======== Passage provided

Discussion in 'Strings [BG]' started by 60's Bluesman, May 10, 2010.


  1. 60's Bluesman

    60's Bluesman

    Feb 7, 2010
    Michigan
    ive heard lots of guys on here throw the name d'addario name around but ive never used them myself. im looking to get the 45-100's for my hollowbody bass. what do you guys think of them?
     
  2. Craig_S

    Craig_S Banned

    Oct 15, 2008
    Metro Detroit
    What do I think? I think you should use LaBella 760FL instead. Chromes sound good. LaBella's sound great. IMO, of course. Get them from Elderly Instruments, online.
     
  3. Mudfuzz

    Mudfuzz

    Apr 3, 2004
    OlyWA...
    I feel the exact opposite from Craig_S.
     
  4. I put a set on my Rickenbacker 4003 several months back and love them. Just wipe them off really good before putting them on. They are real dirty.
     
  5. one thing i can say is i've had one set on approx. 5 basses plus tuned flat as well as a whole step down and back up to standard,,,had some roundwounds on a used bass that i couldn't tune a step down without a super floppy E(?)

    so all i know is they are reliable,feel great,save your frets,and i think well worth a try at least,,as for tone that's in the ear of the playa(and the EQ)

    i intend to try some TI's next:D
     
  6. hdracer

    hdracer

    Feb 15, 2009
    Elk River, MN.
    I have them on 3 of my basses. Love 'em
     
  7. 60's Bluesman

    60's Bluesman

    Feb 7, 2010
    Michigan
    dirty:eyebrow: how so? what did you clean them with?
     
  8. Bass4Gsus

    Bass4Gsus

    Feb 13, 2010
    Deer Park NY
    I also feel the exact opposite from Craig_S

    I prefer the D'Addario Chromes Flatwound.

================
======== Supplied data

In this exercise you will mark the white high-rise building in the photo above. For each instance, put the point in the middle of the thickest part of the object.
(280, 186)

================

What to work on.
A) In the forum thread, where does Craig_S recommend buying the LaBella strings?
B) Repeat the forum thread word for word between "I have them" and "clean them with?", inclusive.

Answers to the tasks.
A) From Elderly Instruments, online.

B)
I have them on 3 of my basses. Love 'em
     
  7. 60's Bluesman

    60's Bluesman

    Feb 7, 2010
    Michigan
    dirty:eyebrow: how so? what did you clean them with?